··· RECORDS FOR THE TASK

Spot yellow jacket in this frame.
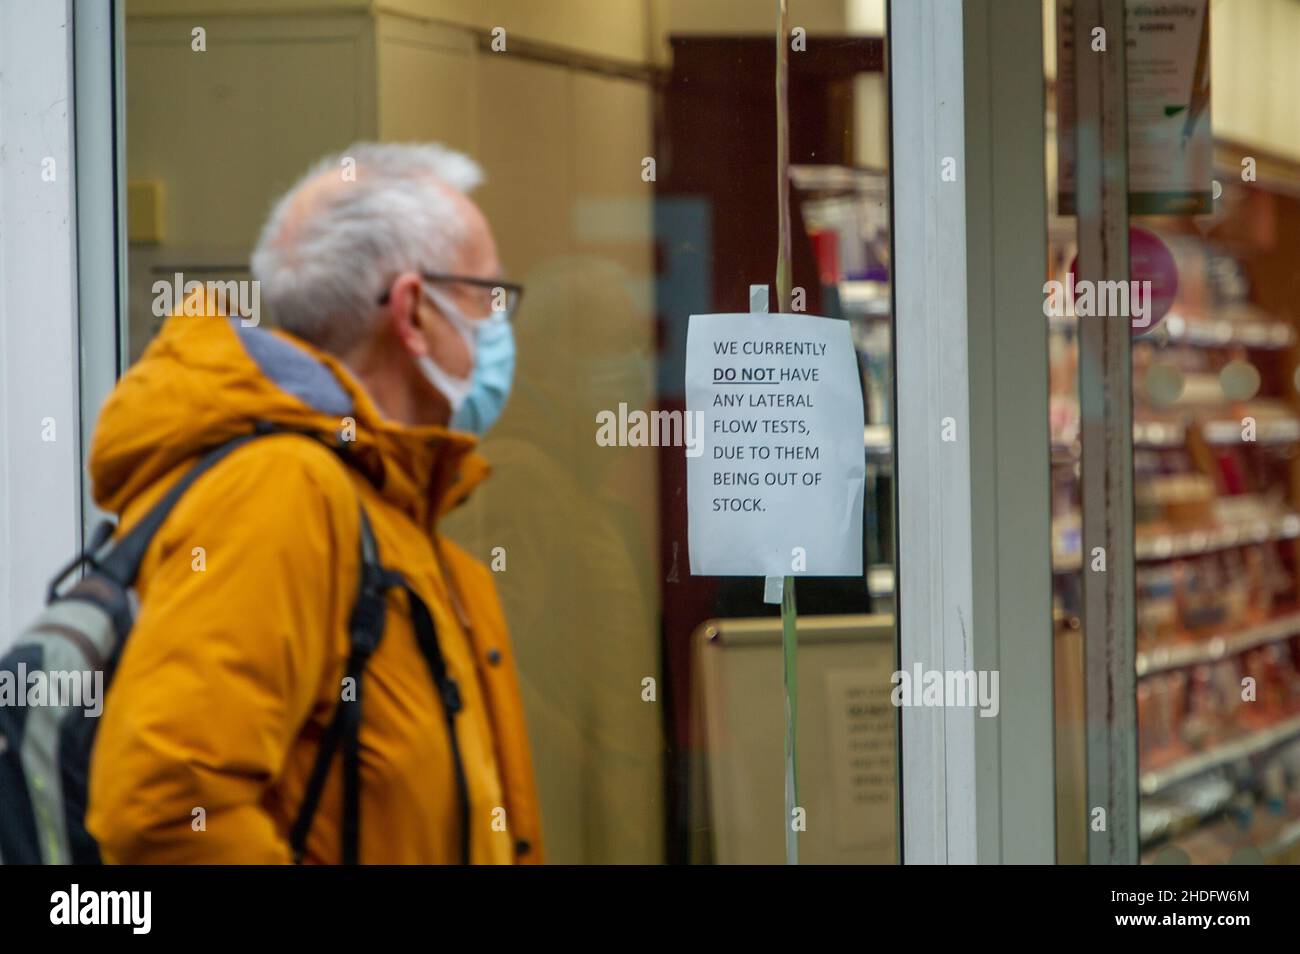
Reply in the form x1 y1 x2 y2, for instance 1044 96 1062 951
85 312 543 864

······
··· RECORDS FOR THE TASK

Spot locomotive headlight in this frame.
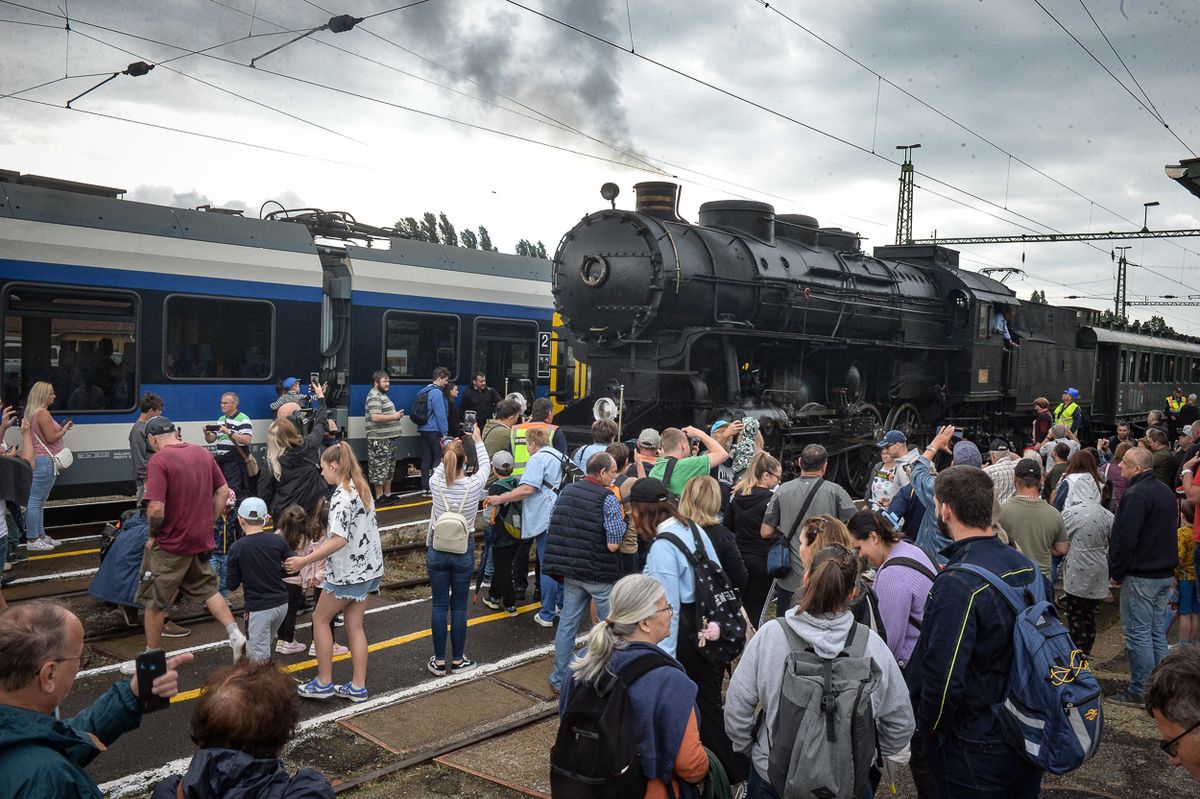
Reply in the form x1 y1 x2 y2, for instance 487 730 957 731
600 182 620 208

······

_ACTIVITY_
Spot every line in the entries that includes the word "this", and copy each one out.

_RESULT OF THE EXERCISE_
Spot yellow jacket in this frame.
Spot locomotive headlight in this frame.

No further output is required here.